Data supplied:
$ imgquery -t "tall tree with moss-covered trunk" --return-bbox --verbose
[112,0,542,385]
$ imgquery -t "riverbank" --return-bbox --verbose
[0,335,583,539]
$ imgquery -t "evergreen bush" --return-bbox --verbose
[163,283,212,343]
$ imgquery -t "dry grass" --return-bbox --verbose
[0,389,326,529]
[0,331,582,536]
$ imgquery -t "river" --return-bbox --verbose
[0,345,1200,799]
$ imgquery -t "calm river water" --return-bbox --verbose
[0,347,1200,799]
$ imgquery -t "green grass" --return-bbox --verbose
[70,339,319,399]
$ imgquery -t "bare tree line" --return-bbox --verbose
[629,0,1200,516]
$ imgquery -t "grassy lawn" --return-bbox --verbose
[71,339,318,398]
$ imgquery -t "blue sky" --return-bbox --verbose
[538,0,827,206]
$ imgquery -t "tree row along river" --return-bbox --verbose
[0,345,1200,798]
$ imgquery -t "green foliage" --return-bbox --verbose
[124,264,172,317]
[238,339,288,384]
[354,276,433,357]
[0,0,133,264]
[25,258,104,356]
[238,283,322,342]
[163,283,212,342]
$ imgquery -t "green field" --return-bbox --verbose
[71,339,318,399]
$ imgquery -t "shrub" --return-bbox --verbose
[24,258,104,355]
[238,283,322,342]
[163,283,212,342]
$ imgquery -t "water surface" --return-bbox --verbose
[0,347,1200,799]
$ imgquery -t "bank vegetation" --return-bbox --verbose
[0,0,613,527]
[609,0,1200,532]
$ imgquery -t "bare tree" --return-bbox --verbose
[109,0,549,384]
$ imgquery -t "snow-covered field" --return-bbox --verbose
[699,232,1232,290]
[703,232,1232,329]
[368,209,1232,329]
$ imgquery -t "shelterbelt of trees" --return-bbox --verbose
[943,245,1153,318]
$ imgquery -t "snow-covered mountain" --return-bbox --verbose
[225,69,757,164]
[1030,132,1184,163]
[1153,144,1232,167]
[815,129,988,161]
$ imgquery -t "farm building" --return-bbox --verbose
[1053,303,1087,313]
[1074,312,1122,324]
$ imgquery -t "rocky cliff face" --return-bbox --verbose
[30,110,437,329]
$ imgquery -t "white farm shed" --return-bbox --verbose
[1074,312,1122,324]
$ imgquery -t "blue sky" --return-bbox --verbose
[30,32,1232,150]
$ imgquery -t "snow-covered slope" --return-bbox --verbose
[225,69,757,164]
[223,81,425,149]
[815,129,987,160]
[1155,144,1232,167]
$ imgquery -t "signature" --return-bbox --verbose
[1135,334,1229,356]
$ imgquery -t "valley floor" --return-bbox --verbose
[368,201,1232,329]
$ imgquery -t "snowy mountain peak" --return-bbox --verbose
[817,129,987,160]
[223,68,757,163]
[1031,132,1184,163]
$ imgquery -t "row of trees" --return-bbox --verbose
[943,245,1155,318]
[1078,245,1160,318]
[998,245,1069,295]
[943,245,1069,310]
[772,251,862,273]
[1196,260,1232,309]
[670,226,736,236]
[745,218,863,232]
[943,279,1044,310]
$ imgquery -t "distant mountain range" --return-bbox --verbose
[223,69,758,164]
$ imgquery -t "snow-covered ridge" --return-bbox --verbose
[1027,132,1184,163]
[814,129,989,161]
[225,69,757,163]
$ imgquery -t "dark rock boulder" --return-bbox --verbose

Set task:
List each line of the records above that contains the word "mountain", copying every such line in full.

Exercise solution:
$ imgquery -t "snow-covered mountain" --return-bbox --verbose
$ imgquery -t "snowy mountain peak" --return-bbox --verbose
$ imgquery -t "distant mountain range" --return-bbox --verbose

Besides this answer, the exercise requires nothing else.